- **Your task**:
All records below must be retyped exactly.

- **Exercise input**:
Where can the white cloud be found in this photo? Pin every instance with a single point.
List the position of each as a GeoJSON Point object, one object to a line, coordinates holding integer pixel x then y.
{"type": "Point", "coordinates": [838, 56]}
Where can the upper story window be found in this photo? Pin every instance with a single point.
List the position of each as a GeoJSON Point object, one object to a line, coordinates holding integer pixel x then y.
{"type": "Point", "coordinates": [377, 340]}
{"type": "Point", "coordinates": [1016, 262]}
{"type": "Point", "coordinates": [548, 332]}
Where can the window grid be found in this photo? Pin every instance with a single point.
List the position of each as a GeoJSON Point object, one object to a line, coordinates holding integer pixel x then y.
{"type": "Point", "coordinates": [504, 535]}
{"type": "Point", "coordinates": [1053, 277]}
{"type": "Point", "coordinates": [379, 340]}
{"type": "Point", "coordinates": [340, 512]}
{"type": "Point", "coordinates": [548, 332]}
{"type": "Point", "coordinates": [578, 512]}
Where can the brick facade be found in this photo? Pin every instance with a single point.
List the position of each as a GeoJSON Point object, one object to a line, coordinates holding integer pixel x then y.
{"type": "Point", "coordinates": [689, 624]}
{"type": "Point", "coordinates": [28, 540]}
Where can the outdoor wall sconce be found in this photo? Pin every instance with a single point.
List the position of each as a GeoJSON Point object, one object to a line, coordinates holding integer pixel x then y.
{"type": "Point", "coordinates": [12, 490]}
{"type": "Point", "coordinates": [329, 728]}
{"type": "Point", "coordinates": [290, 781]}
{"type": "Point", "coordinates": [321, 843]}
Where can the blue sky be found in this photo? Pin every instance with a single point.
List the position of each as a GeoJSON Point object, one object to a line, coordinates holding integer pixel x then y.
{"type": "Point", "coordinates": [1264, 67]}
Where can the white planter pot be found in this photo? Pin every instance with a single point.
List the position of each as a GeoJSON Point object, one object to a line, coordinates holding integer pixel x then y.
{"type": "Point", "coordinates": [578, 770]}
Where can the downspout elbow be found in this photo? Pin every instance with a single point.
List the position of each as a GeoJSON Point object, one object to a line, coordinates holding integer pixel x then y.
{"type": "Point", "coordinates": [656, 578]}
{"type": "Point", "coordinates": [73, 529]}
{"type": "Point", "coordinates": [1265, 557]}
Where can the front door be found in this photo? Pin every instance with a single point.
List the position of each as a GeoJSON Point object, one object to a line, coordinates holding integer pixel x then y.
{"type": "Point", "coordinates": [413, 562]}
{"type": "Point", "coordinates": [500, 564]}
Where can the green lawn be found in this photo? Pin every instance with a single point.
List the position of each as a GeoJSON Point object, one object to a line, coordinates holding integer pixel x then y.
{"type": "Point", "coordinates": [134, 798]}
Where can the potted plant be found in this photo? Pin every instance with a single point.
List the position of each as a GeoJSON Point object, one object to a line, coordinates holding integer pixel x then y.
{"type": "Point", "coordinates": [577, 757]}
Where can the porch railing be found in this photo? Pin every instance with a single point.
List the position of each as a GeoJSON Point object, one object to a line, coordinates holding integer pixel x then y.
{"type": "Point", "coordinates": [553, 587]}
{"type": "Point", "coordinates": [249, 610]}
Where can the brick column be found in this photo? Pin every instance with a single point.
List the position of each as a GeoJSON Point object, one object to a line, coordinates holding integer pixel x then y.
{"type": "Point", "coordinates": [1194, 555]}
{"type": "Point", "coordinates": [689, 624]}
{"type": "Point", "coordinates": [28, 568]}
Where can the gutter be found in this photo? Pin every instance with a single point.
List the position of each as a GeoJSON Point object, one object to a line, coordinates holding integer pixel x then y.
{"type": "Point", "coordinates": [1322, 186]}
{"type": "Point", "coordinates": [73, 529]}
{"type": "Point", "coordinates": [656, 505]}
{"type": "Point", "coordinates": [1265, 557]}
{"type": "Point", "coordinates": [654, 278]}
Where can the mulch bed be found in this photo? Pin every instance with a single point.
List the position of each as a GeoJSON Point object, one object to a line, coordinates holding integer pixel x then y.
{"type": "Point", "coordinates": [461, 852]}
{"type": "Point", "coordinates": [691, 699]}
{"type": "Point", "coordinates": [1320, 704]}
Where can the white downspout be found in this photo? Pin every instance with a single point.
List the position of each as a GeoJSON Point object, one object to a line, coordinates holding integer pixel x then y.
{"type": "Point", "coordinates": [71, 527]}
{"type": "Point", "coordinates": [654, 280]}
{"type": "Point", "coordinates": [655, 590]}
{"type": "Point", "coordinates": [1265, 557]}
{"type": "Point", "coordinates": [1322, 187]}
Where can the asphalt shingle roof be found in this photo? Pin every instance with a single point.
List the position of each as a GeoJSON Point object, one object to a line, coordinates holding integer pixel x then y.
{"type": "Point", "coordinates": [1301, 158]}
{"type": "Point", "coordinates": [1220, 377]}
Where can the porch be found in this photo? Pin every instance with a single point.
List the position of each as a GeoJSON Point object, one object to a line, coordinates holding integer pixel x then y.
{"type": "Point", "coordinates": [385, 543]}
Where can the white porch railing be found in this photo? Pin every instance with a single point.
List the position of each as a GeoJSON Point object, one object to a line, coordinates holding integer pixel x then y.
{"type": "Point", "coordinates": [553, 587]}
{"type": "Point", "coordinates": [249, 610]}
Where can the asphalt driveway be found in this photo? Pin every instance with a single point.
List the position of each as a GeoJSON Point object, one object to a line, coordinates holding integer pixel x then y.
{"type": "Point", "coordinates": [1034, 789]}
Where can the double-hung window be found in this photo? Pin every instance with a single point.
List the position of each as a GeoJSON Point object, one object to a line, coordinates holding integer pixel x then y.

- **The solution**:
Where can the white cloud be found in this photo? Pin every instance with a single point.
List the position of each as a GeoJSON Point object, one object to a line, coordinates holding integer pixel x then y.
{"type": "Point", "coordinates": [838, 56]}
Where can the upper story window be found in this photo? Pin every instance with a single point.
List the position of each as a GeoJSON Point object, one object to a line, coordinates holding integer pixel x then y.
{"type": "Point", "coordinates": [377, 340]}
{"type": "Point", "coordinates": [1016, 262]}
{"type": "Point", "coordinates": [548, 332]}
Where can the window grid be found in this photo? Pin every instance with a single point.
List the position of each as a GeoJSON Point object, one object to a line, coordinates holding integer pixel x then y.
{"type": "Point", "coordinates": [504, 535]}
{"type": "Point", "coordinates": [1053, 277]}
{"type": "Point", "coordinates": [379, 340]}
{"type": "Point", "coordinates": [340, 512]}
{"type": "Point", "coordinates": [548, 332]}
{"type": "Point", "coordinates": [578, 512]}
Where can the brick facade be found in this photo? Pin every instance with a single point.
List the position of each as a GeoJSON Point object, one object to a line, coordinates holding integer pixel x then y.
{"type": "Point", "coordinates": [689, 624]}
{"type": "Point", "coordinates": [28, 540]}
Where can the outdoor wall sconce be found in this photo? Pin every instance with a single point.
List the position of each as a GeoJSON Point object, one object to a line, coordinates holding integer pixel x then y.
{"type": "Point", "coordinates": [12, 490]}
{"type": "Point", "coordinates": [329, 728]}
{"type": "Point", "coordinates": [290, 781]}
{"type": "Point", "coordinates": [321, 843]}
Where can the blue sky be found in this photo? Pin every instance with a single point.
List the position of each as a GeoJSON Point object, one object to a line, coordinates holding integer pixel x then y.
{"type": "Point", "coordinates": [1264, 67]}
Where can the white planter pot be found in this photo? Pin every instance with a single point.
List the position of each as a GeoJSON Point object, one object to a line, coordinates holding integer pixel x then y.
{"type": "Point", "coordinates": [578, 770]}
Where can the downspout elbow be found in this photo? Pin every instance with a single point.
List the position of each as a GeoJSON Point object, one object to a line, coordinates holding integer pixel x then y.
{"type": "Point", "coordinates": [656, 578]}
{"type": "Point", "coordinates": [73, 529]}
{"type": "Point", "coordinates": [1265, 557]}
Where can the front door be found in this photo? Pin every instance with a single point.
List the position of each as a GeoJSON Point object, one object to a line, coordinates holding integer pixel x then y.
{"type": "Point", "coordinates": [413, 562]}
{"type": "Point", "coordinates": [500, 564]}
Where can the green lawn be found in this photo? Pin every instance with a single point.
List the position of each as a GeoJSON Point object, one object to a line, coordinates holding integer pixel x then y.
{"type": "Point", "coordinates": [134, 798]}
Where can the potted plant be found in this photo? Pin every instance with a single point.
List the position of each as a GeoJSON Point object, one object to a line, coordinates holding integer pixel x then y.
{"type": "Point", "coordinates": [577, 757]}
Where can the porch railing be found in this photo? Pin every instance with a single point.
List the position of each as a GeoJSON Point object, one object to a line, coordinates holding integer pixel x then y.
{"type": "Point", "coordinates": [553, 587]}
{"type": "Point", "coordinates": [249, 610]}
Where can the brick column be found in this photo? Pin every instance with a single point.
List the position of each as a GeoJSON Point object, one object to a line, coordinates holding integer pixel x then y.
{"type": "Point", "coordinates": [1194, 555]}
{"type": "Point", "coordinates": [689, 624]}
{"type": "Point", "coordinates": [28, 568]}
Where can the gutter be found in this photo? Pin every instance with a single point.
List the position of each as a GeoJSON Point object, one object to a line, coordinates holding integer pixel x then y.
{"type": "Point", "coordinates": [1322, 186]}
{"type": "Point", "coordinates": [73, 529]}
{"type": "Point", "coordinates": [656, 505]}
{"type": "Point", "coordinates": [1265, 557]}
{"type": "Point", "coordinates": [654, 278]}
Where can the mulch bed be found in this photo? Pin every instance with a single point.
List the position of each as a GeoJSON Point object, one object to a line, coordinates holding integer pixel x then y.
{"type": "Point", "coordinates": [461, 852]}
{"type": "Point", "coordinates": [691, 699]}
{"type": "Point", "coordinates": [1320, 704]}
Where can the white downspout be found in this photo? Pin every instance with a single point.
List the position of each as a GeoJSON Point object, one object to a line, coordinates holding integer pixel x then y.
{"type": "Point", "coordinates": [71, 527]}
{"type": "Point", "coordinates": [654, 280]}
{"type": "Point", "coordinates": [655, 590]}
{"type": "Point", "coordinates": [1265, 557]}
{"type": "Point", "coordinates": [1322, 187]}
Where can the asphalt shingle roof be found in this photo? Pin every instance with a single point.
List the position of each as a GeoJSON Point object, one object to a line, coordinates holding integer pixel x then y.
{"type": "Point", "coordinates": [1301, 158]}
{"type": "Point", "coordinates": [1220, 377]}
Where can the porch be found in this photo? Pin every instance with a single point.
List the position of each as a GeoJSON Point object, one object to a line, coordinates holding integer pixel x then y.
{"type": "Point", "coordinates": [385, 543]}
Where can the white porch railing be found in this photo? Pin every instance with a single point.
List the position of each as a GeoJSON Point object, one object to a line, coordinates holding integer pixel x then y.
{"type": "Point", "coordinates": [553, 587]}
{"type": "Point", "coordinates": [249, 610]}
Where can the asphalt driveway be found in this photo? Pin every instance with a single point.
List the position of each as a GeoJSON Point object, one object to a line, coordinates holding integer pixel x then y.
{"type": "Point", "coordinates": [1034, 789]}
Where can the double-hung window be found in this photo? Pin every instance with a single point.
List the position of each as a GeoJSON Point object, one object to a line, coordinates holding integer pixel x then y.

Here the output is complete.